## Task to complete
Pull out every line below that contains the word "green", and copy each one in full.

## Provided material
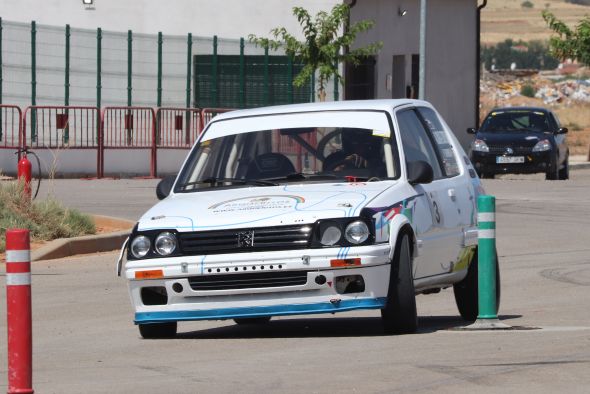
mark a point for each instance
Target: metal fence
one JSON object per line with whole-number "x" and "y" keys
{"x": 49, "y": 65}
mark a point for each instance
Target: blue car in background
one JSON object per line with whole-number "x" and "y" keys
{"x": 520, "y": 140}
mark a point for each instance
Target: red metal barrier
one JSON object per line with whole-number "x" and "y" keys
{"x": 209, "y": 113}
{"x": 178, "y": 128}
{"x": 62, "y": 127}
{"x": 129, "y": 128}
{"x": 11, "y": 129}
{"x": 18, "y": 311}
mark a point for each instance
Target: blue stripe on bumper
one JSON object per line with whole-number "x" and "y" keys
{"x": 257, "y": 311}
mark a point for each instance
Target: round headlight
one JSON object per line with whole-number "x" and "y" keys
{"x": 140, "y": 246}
{"x": 331, "y": 235}
{"x": 356, "y": 232}
{"x": 165, "y": 243}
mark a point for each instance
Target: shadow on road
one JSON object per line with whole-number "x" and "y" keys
{"x": 323, "y": 327}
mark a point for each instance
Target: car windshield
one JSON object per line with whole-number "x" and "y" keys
{"x": 328, "y": 146}
{"x": 516, "y": 121}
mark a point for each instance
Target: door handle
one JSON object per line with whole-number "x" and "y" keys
{"x": 452, "y": 194}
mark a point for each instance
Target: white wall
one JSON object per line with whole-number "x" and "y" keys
{"x": 226, "y": 18}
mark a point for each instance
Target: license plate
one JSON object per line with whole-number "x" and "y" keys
{"x": 509, "y": 159}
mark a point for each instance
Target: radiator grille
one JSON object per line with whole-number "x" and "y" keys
{"x": 248, "y": 280}
{"x": 245, "y": 240}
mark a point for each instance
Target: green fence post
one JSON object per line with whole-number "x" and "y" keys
{"x": 129, "y": 68}
{"x": 313, "y": 87}
{"x": 129, "y": 81}
{"x": 66, "y": 136}
{"x": 266, "y": 78}
{"x": 242, "y": 93}
{"x": 0, "y": 77}
{"x": 336, "y": 93}
{"x": 33, "y": 80}
{"x": 98, "y": 80}
{"x": 290, "y": 79}
{"x": 486, "y": 257}
{"x": 160, "y": 42}
{"x": 98, "y": 66}
{"x": 214, "y": 74}
{"x": 189, "y": 56}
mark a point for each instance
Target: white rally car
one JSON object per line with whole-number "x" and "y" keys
{"x": 311, "y": 208}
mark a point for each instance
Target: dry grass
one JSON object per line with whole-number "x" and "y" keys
{"x": 503, "y": 19}
{"x": 46, "y": 219}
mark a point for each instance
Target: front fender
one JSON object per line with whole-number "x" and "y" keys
{"x": 395, "y": 226}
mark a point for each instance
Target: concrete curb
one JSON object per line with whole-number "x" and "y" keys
{"x": 65, "y": 247}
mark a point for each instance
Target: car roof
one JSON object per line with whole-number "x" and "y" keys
{"x": 380, "y": 105}
{"x": 520, "y": 109}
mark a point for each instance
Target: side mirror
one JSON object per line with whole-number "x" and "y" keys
{"x": 164, "y": 187}
{"x": 419, "y": 172}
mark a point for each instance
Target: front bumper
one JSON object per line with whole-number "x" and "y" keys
{"x": 321, "y": 290}
{"x": 533, "y": 162}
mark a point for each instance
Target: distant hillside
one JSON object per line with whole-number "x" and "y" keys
{"x": 502, "y": 19}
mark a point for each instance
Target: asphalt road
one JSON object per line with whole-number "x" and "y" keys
{"x": 85, "y": 342}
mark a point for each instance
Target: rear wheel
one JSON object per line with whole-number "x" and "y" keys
{"x": 158, "y": 330}
{"x": 253, "y": 320}
{"x": 466, "y": 291}
{"x": 399, "y": 316}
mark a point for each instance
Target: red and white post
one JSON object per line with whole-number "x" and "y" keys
{"x": 18, "y": 298}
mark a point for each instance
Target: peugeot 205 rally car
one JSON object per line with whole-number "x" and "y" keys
{"x": 311, "y": 208}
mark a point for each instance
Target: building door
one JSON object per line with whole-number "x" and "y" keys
{"x": 360, "y": 80}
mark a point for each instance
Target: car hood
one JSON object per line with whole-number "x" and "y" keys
{"x": 262, "y": 206}
{"x": 521, "y": 138}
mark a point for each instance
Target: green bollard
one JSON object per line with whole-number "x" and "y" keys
{"x": 486, "y": 256}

## In response
Target: green fence post
Target: green bollard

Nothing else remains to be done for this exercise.